- _Document passage_:
━━━━

Doing a quick test of the form
testfunc() {
hadoop fs -rm /test001.txt
hadoop fs -touchz /test001.txt
hadoop fs -setfattr -n trusted.testfield -v $(date +"%T") /test001.txt
hadoop fs -mv /test001.txt /tmp/.
hadoop fs -getfattr -d /tmp/test001.txt
}
testfunc()
testfunc()
resulting in output
... during second function call
mv: '/tmp/test001.txt': File exists
# file: /tmp/test001.txt
trusted.testfield="<old timestamp from first call>"
...
it seems like (unlike in linux) the hadoop fs mv
command does not overwrite a destination file if already exists. Is there a way to force overwrite behavior (I suppose I could check and delete the destination each time, but something like hadoop mv -overwrite <source> <dest>
would be more convenient for my purposes)?

━━━━

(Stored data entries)
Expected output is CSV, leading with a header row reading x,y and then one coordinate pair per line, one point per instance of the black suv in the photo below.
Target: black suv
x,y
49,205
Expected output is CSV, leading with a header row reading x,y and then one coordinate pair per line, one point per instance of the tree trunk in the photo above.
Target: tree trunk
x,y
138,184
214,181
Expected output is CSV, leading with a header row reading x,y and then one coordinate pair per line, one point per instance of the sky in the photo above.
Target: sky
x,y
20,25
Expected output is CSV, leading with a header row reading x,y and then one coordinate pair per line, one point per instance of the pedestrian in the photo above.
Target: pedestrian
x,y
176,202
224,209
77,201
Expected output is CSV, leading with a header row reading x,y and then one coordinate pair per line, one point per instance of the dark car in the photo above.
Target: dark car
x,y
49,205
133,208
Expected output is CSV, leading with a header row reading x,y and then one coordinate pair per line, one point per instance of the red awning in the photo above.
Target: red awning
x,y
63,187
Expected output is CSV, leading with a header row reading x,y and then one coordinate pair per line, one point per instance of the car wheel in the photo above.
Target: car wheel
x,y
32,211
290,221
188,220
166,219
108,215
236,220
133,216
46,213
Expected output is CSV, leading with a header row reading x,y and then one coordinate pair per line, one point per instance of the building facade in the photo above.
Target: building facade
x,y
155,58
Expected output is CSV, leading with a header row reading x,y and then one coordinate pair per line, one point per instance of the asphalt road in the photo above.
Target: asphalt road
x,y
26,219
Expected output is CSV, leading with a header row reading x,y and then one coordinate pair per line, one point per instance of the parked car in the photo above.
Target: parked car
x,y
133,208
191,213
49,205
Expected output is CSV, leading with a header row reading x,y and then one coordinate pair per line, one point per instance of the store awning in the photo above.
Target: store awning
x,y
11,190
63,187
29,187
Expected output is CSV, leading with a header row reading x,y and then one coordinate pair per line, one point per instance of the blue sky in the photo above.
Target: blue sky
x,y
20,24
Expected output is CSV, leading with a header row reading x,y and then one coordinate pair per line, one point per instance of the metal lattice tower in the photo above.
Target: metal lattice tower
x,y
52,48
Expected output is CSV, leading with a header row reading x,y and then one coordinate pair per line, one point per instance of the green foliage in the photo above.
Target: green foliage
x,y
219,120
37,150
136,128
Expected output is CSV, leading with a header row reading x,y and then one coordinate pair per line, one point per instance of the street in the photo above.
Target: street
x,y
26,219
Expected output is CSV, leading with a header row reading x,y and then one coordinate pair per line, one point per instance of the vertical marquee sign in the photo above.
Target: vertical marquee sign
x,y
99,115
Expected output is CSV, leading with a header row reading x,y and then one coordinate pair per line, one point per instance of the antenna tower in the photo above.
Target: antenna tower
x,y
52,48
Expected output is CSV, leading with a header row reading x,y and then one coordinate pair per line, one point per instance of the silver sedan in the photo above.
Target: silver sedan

━━━━

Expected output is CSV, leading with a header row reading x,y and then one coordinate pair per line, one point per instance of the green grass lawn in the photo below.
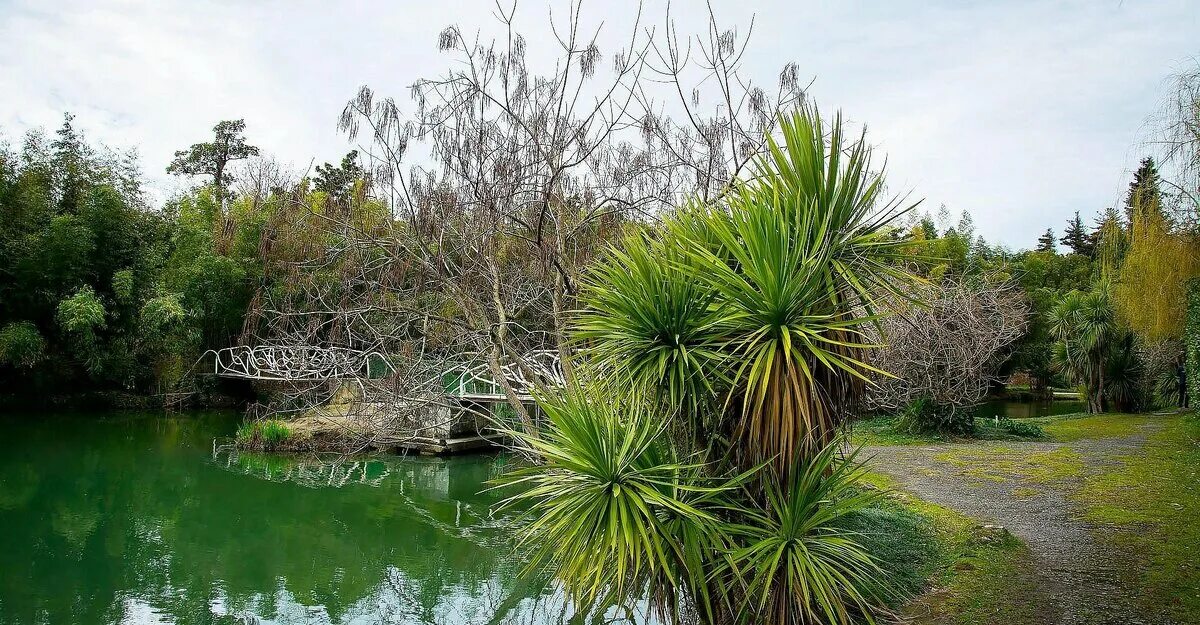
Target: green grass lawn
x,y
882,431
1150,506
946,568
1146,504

━━━━

Pick up the forum post on overwriting files with hadoop fs mv and continue it from its final sentence.

- _Response to this task_:
** By the way if, I am interpreting the results incorrectly or the behavior just seems incorrect, let me know (as I had assumed that overwriting was the default behavior and am writing this question because I was surprised that it seemed not to be).
I think there is no straight option to move and overwrite files from one HDFS location to other although copying (cp command) has the option to force (using -f). From Apache Hadoop documentation (https://hadoop.apache.org/docs/r1.2.1/hdfs_design.html), it is said that Hadoop is designed to use write-once-read-many model which limited overwriting.